**Texto para leitura:**
>>>>>

Putin impõe um novo limite à expansão da OTAN no Leste da Europa

    O temor de uma invasão russa da Ucrânia aumentou nas últimas semanas. Novos relatórios de inteligência dos EUA falam que a Rússia estaria planejando reunir 175 mil soldados na fronteira, o dobro do acumulado na primavera.

    Conforme destaca o Financial Times (07/12), “Depois de posicionar 90.000 soldados perto das fronteiras da Ucrânia, a Rússia começou a sinalizar o que pretende alcançar. O Kremlin disse que Putin exigirá um acordo para “excluir qualquer expansão adicional da OTAN para o leste” para abranger a Ucrânia. Biden disse acertadamente que não pode fornecer tal garantia. Dissuadir a agressão russa, ao tentar resolver o enigma da OTAN sem trair a segurança da Ucrânia ou as esperanças de uma maior integração ocidental, é a chave para acalmar as tensões que representam uma ameaça à estabilidade na Europa”.

    A questão de fundo é a intenção russa de fixar um limite para a expansão OTAN sobre países do Leste Europeu que no passado recente fizeram parte da extinta União Soviética e que, com seu fim, em 1991, formaram a Comunidade de Estados Independentes (CEI).

<<<<<

**Conjunto de tarefas:**
a) Segundo o texto sobre a expansão da OTAN, quantos soldados a Rússia estaria planejando reunir na fronteira de acordo com os novos relatórios de inteligência dos EUA?
b) Por favor, devolva sem nenhuma alteração o trecho do texto sobre a expansão da OTAN que vai de "Putin impõe um" até "acumulado na primavera.".
c) Dê sequência ao texto sobre a expansão da OTAN a partir da última frase apresentada.

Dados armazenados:
>>>>>

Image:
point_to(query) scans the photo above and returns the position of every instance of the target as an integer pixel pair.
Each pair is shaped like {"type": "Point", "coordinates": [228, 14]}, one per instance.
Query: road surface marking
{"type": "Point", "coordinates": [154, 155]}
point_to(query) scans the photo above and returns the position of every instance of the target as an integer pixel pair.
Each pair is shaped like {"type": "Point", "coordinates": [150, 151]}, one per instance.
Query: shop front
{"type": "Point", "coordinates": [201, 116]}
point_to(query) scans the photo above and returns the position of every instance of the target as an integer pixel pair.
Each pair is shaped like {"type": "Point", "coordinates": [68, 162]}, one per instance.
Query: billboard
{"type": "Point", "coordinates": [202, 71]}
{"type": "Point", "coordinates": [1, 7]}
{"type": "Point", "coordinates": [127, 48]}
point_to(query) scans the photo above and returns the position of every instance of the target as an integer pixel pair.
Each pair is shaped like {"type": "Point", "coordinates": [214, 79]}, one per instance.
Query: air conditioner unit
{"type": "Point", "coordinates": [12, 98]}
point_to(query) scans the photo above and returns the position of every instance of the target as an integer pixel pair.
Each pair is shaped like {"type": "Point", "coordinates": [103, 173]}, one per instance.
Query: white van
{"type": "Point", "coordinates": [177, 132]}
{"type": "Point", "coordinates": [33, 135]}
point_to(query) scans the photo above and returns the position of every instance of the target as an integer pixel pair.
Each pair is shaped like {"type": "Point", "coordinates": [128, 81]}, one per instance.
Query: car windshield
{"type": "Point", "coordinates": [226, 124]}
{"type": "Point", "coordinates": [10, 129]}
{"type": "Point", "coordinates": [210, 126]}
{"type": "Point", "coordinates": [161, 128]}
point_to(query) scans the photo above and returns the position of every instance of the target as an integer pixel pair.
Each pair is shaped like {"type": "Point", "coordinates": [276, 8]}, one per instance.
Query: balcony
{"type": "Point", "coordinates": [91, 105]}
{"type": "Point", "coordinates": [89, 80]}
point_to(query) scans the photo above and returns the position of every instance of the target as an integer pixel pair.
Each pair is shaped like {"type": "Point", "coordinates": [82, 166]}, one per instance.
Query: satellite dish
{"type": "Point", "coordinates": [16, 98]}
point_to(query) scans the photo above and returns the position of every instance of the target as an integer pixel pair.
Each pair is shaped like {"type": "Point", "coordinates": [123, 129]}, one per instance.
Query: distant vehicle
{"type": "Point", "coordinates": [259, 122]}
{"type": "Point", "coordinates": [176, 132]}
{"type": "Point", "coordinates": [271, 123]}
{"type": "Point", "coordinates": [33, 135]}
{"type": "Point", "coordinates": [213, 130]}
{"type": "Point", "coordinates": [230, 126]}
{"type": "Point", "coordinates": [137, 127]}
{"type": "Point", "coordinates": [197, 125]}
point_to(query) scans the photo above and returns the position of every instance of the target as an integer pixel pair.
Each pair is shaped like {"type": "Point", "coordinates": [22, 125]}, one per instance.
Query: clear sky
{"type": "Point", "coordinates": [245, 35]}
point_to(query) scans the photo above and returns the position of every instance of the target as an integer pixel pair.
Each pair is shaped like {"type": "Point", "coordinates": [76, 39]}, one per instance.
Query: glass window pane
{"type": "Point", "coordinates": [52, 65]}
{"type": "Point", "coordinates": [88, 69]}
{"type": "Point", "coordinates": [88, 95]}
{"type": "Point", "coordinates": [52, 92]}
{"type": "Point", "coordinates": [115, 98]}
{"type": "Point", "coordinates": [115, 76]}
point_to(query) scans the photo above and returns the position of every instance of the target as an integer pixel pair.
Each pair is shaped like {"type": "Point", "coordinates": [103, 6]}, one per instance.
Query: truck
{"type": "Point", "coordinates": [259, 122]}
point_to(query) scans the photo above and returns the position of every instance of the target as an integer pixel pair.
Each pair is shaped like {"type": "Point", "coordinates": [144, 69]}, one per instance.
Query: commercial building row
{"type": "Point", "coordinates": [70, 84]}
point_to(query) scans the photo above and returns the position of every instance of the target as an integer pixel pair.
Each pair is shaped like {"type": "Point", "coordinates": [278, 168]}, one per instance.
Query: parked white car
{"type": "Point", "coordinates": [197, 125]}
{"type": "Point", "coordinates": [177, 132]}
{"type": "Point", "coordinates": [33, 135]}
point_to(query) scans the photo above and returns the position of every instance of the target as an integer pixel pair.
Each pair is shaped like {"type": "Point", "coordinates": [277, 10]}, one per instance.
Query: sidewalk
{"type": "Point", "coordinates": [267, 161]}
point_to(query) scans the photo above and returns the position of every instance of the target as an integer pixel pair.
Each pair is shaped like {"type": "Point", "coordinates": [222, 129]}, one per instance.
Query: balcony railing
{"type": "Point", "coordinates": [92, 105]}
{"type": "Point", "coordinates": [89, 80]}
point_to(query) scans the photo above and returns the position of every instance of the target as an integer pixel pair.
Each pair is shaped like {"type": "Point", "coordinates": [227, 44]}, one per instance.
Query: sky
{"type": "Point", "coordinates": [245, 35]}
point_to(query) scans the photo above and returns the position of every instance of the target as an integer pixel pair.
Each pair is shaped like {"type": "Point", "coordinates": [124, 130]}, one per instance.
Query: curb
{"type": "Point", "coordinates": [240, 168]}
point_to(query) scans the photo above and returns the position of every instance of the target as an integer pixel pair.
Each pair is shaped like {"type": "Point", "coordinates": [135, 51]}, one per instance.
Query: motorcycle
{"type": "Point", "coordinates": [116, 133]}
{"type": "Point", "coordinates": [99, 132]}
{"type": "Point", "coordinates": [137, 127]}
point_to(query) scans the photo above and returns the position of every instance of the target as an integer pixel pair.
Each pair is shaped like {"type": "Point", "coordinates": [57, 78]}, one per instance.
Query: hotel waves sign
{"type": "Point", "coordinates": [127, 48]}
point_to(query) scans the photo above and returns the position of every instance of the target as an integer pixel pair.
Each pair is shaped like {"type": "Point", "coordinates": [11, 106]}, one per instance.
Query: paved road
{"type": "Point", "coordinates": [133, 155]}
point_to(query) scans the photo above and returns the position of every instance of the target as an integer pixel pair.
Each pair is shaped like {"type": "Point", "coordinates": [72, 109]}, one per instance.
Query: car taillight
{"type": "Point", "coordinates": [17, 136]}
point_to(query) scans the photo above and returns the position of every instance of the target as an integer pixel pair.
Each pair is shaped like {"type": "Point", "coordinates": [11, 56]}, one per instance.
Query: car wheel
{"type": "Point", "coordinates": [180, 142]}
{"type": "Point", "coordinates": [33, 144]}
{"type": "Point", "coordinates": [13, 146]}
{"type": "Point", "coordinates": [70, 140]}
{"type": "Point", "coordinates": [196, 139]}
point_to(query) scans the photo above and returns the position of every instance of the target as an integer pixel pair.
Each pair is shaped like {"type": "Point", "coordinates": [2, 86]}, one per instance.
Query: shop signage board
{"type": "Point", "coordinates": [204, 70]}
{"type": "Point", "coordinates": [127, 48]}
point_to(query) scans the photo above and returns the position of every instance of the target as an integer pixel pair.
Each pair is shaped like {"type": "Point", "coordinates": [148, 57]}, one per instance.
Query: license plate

<<<<<

**Respostas por tarefa:**
a) 175 mil soldados.

b)
Putin impõe um novo limite à expansão da OTAN no Leste da Europa

    O temor de uma invasão russa da Ucrânia aumentou nas últimas semanas. Novos relatórios de inteligência dos EUA falam que a Rússia estaria planejando reunir 175 mil soldados na fronteira, o dobro do acumulado na primavera.

c)
    Em 1990, de acordo com documentos recentes divulgados, o secretário de Estado americano James Baker garantiu ao líder soviético Mikhail Gorbachev que a Otan não se expandiria “uma polegada” a leste da Alemanha. Trinta anos atrás, essa era a linha vermelha da Rússia. Essa linha vermelha mudou de uma polegada para 600 milhas depois que a Otan avançou sobre a Hungria, República Tcheca, Estônia, Letônia, Lituânia, Bulgária, Romênia, Eslováquia, Eslovênia, Albânia, Croácia, Montenegro e Polônia. Seiscentas milhas de promessas quebradas trouxeram os EUA e a Otan até a fronteira com a Ucrânia. Agora o presidente Vladimir Putin quer estabelecer um novo limite para garantir que a Otan não se expanda mais a leste, até a Ucrânia[i].

    Em 1° de setembro, o presidente Biden se encontrou com o presidente ucraniano Volodymyr Zemlinsky na Casa Branca e prometeu seu “apoio às aspirações euro-atlânticas da Ucrânia” e ajuda americana às aspirações da Ucrânia de “estar totalmente integrada na Europa.” Na ocasião ele anunciou “um novo pacote de assistência de segurança de U$ 60 milhões”, além dos US$ 400 milhões em assistência de segurança que os EUA já forneceram à Ucrânia este ano[ii].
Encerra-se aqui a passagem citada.